Could you say how many lines in the entries contain the string "below"? Give only that number.

Data section section start

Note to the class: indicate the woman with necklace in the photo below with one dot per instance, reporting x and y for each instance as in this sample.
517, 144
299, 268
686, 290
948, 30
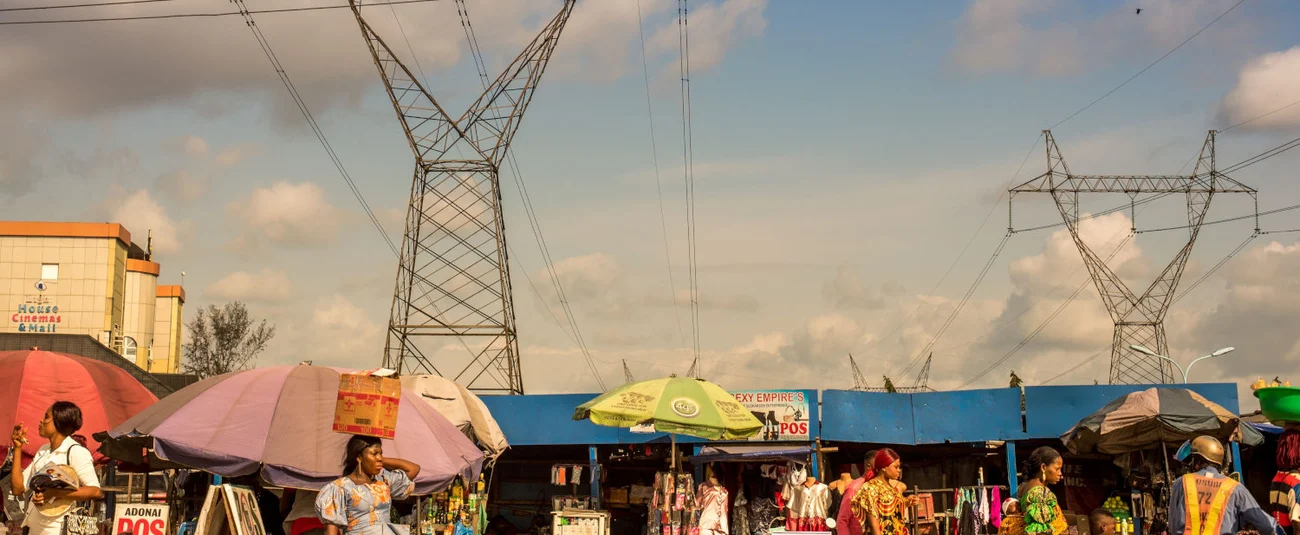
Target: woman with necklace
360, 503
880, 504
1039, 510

Data section section end
Data section section start

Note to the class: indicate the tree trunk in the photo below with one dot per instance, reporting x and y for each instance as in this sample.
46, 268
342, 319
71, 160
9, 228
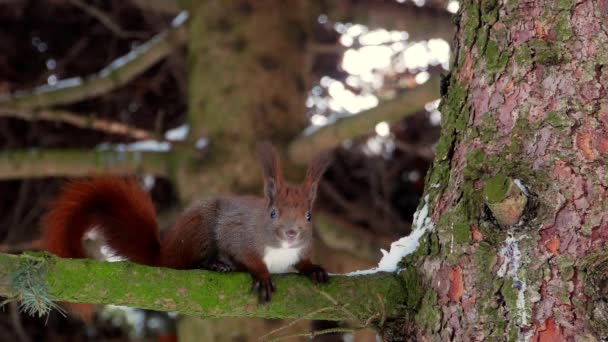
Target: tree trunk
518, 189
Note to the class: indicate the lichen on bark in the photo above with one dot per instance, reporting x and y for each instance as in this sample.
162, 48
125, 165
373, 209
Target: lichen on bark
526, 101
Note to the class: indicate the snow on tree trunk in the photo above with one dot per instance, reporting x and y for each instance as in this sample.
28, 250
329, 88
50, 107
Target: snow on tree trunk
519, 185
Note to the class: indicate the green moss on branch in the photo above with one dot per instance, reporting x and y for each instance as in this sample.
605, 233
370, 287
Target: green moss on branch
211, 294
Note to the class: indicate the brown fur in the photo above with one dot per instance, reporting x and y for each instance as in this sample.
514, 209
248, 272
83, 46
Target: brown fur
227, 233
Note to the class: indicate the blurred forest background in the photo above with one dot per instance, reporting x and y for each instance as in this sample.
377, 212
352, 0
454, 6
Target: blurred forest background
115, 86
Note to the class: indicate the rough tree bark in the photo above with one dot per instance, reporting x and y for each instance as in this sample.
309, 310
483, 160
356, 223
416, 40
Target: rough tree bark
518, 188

Data section section end

* [Reply to the exercise] 2